Data shown:
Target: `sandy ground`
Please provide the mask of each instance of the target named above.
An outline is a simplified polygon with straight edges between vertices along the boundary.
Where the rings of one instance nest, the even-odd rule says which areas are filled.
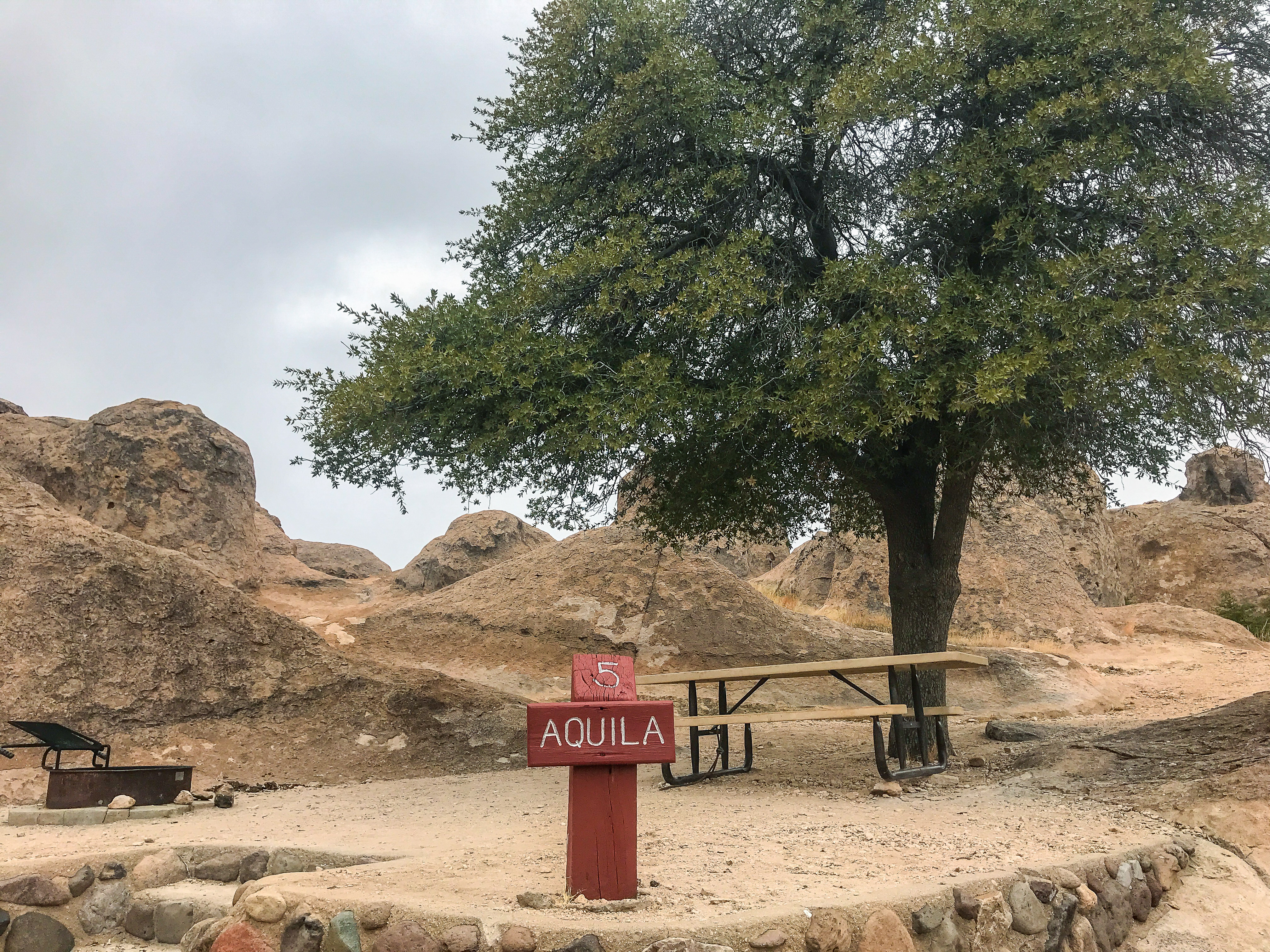
[[[1198,713],[1270,684],[1270,651],[1210,642],[1090,645],[1074,656],[1125,694],[1120,711],[1052,722],[1076,736]],[[686,788],[665,790],[655,767],[640,768],[639,869],[658,915],[709,923],[745,910],[846,904],[1176,833],[1154,811],[1135,809],[1123,783],[1087,781],[1110,754],[1071,753],[1080,769],[1029,767],[1027,745],[988,741],[982,724],[963,720],[951,732],[956,782],[941,778],[899,798],[869,793],[876,774],[867,724],[761,725],[752,773]],[[739,739],[738,730],[734,749]],[[969,768],[972,757],[986,765]],[[429,905],[453,914],[523,914],[518,892],[564,889],[566,783],[565,768],[545,768],[240,793],[232,810],[201,806],[165,821],[0,826],[0,856],[217,842],[395,856],[305,875],[305,889],[326,890],[331,902],[427,894]],[[1142,949],[1191,948],[1186,935],[1205,934],[1214,914],[1262,889],[1233,859],[1217,857],[1204,868],[1203,899],[1170,913],[1172,938],[1160,932],[1157,944]],[[1270,949],[1270,938],[1247,948]]]
[[[782,734],[804,751],[834,746],[796,725]],[[862,730],[852,734],[861,736],[837,744],[859,749],[852,741],[865,740]],[[860,777],[850,788],[798,786],[790,765],[672,790],[641,768],[644,882],[657,881],[650,889],[664,901],[701,915],[773,901],[829,905],[878,883],[1059,863],[1173,830],[1128,807],[1039,790],[1027,773],[890,798],[870,796]],[[409,857],[394,876],[403,885],[443,877],[448,905],[511,908],[518,892],[564,889],[566,784],[566,768],[544,768],[241,793],[232,810],[199,807],[168,821],[5,826],[0,853],[44,858],[152,839],[396,854]],[[323,877],[334,885],[362,875]]]

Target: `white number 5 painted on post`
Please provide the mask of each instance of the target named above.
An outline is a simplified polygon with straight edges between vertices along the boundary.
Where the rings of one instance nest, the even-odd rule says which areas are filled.
[[[596,668],[598,668],[599,671],[596,674],[594,678],[592,678],[592,680],[596,682],[596,684],[598,684],[602,688],[616,688],[617,685],[620,685],[622,683],[622,679],[618,677],[617,671],[612,670],[616,666],[617,666],[617,661],[597,661],[596,663]],[[599,675],[601,674],[610,674],[610,675],[612,675],[613,683],[612,684],[606,684],[605,682],[599,680]]]

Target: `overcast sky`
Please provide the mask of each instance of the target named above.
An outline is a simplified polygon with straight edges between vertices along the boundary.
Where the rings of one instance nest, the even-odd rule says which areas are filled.
[[[461,288],[444,242],[497,169],[451,135],[504,90],[532,6],[0,3],[0,396],[41,416],[196,404],[250,444],[290,536],[404,565],[457,496],[417,476],[403,517],[291,466],[298,397],[272,383],[345,366],[338,301]]]

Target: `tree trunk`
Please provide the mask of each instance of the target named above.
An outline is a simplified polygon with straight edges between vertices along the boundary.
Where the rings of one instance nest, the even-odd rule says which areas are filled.
[[[941,480],[933,465],[916,466],[889,480],[888,491],[875,496],[886,527],[892,644],[897,655],[947,649],[952,609],[961,594],[958,567],[977,468],[945,472]],[[908,671],[897,674],[903,675],[898,701],[911,706]],[[947,703],[944,670],[919,671],[917,679],[925,706]],[[933,734],[930,741],[933,744]],[[913,757],[921,754],[917,744],[913,735],[909,744]],[[894,737],[890,749],[894,755]]]

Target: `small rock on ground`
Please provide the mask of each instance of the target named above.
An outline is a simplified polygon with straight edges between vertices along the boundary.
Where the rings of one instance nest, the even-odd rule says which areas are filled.
[[[857,952],[916,952],[904,923],[890,909],[879,909],[865,922]]]
[[[972,896],[969,892],[959,890],[954,886],[952,908],[963,919],[978,919],[983,902],[979,901],[978,896]]]
[[[441,937],[446,952],[476,952],[480,948],[480,928],[476,925],[453,925]]]
[[[273,952],[265,938],[246,923],[234,923],[216,937],[211,952]]]
[[[568,946],[551,949],[551,952],[605,952],[605,947],[599,943],[598,935],[588,932],[585,935],[575,938]]]
[[[927,902],[913,913],[913,932],[925,935],[933,932],[941,922],[944,922],[944,910]]]
[[[1100,952],[1093,927],[1083,915],[1076,916],[1072,922],[1072,933],[1068,937],[1068,943],[1072,952]]]
[[[926,952],[963,952],[964,946],[961,933],[950,915],[945,915],[935,930],[926,935]]]
[[[208,952],[230,922],[229,918],[198,920],[180,937],[180,952]]]
[[[152,902],[133,902],[123,916],[123,930],[149,942],[155,937],[155,908]]]
[[[1033,894],[1045,905],[1054,899],[1054,894],[1058,891],[1054,883],[1049,880],[1027,880],[1027,886],[1031,889]]]
[[[405,919],[376,934],[372,952],[442,952],[442,946],[419,923]]]
[[[1087,913],[1099,904],[1099,897],[1093,894],[1088,886],[1076,887],[1076,901],[1081,908],[1082,913]]]
[[[806,952],[850,952],[851,923],[833,909],[817,909],[806,927]]]
[[[182,899],[159,902],[154,922],[155,938],[174,946],[194,924],[194,904]]]
[[[254,853],[248,853],[243,859],[239,861],[239,882],[253,882],[255,880],[262,880],[269,871],[269,854],[258,849]]]
[[[1060,892],[1054,897],[1053,911],[1045,925],[1045,946],[1043,952],[1059,952],[1068,935],[1072,934],[1072,922],[1076,918],[1076,896]]]
[[[93,872],[93,867],[85,863],[66,881],[66,889],[71,891],[72,896],[83,896],[84,891],[93,885],[95,878],[97,875]]]
[[[1054,873],[1050,878],[1054,881],[1057,886],[1064,890],[1074,890],[1077,886],[1085,885],[1081,877],[1078,877],[1071,869],[1063,869],[1063,868],[1054,869]]]
[[[988,721],[983,727],[983,736],[988,740],[1005,743],[1041,740],[1048,734],[1049,731],[1031,721]]]
[[[391,902],[371,902],[363,908],[362,914],[357,916],[358,922],[362,923],[362,928],[370,929],[371,932],[382,929],[389,924],[390,918],[392,918]]]
[[[258,923],[276,923],[287,914],[287,900],[272,886],[265,886],[243,900],[246,914]]]
[[[1027,892],[1030,895],[1031,890],[1027,890]],[[980,908],[974,925],[974,948],[993,949],[993,952],[998,948],[1008,948],[1011,944],[1010,927],[1013,923],[1013,913],[1010,910],[1010,902],[996,890],[986,892],[977,899]],[[1036,896],[1033,896],[1033,901],[1036,901]]]
[[[325,932],[316,915],[292,919],[282,930],[279,952],[319,952]]]
[[[498,947],[503,952],[535,952],[538,947],[538,941],[535,938],[532,929],[525,925],[508,925],[503,929]]]
[[[555,905],[555,899],[546,892],[522,892],[516,901],[526,909],[550,909]]]
[[[1151,871],[1156,873],[1160,887],[1165,892],[1168,892],[1168,890],[1177,885],[1177,873],[1181,871],[1181,866],[1177,863],[1177,857],[1172,853],[1156,853],[1151,857]]]
[[[362,937],[357,932],[357,916],[352,909],[335,913],[326,925],[325,952],[362,952]]]
[[[780,948],[790,937],[780,929],[768,929],[762,935],[756,935],[747,943],[751,948]]]
[[[1147,922],[1147,916],[1151,915],[1151,890],[1146,882],[1133,883],[1129,890],[1129,909],[1139,923]]]
[[[71,930],[43,913],[23,913],[9,927],[5,952],[71,952]]]
[[[1160,905],[1160,900],[1163,899],[1165,890],[1160,885],[1160,880],[1156,878],[1156,873],[1153,869],[1148,869],[1142,881],[1151,891],[1151,908],[1154,909],[1156,906]]]
[[[95,882],[84,896],[76,918],[88,935],[98,935],[114,929],[128,914],[132,890],[124,882]]]

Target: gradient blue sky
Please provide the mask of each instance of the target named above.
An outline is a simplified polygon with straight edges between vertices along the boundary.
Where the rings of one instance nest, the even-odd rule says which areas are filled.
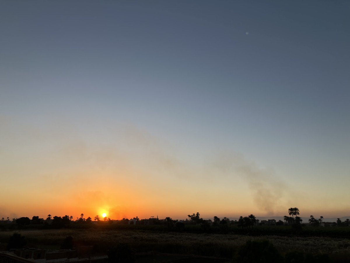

Requirement:
Copy the material above, from the line containing "Target: gradient blue sky" through the end of the material, keeping both ends. Leave the pictures out of your copy.

Written answer:
Target: gradient blue sky
Please provide the mask of each instance of the target named above.
An outline is a simplified polygon with straight edges between vertices along the boundary.
Where the rings of one instance nest, the even-odd rule says which areas are filled.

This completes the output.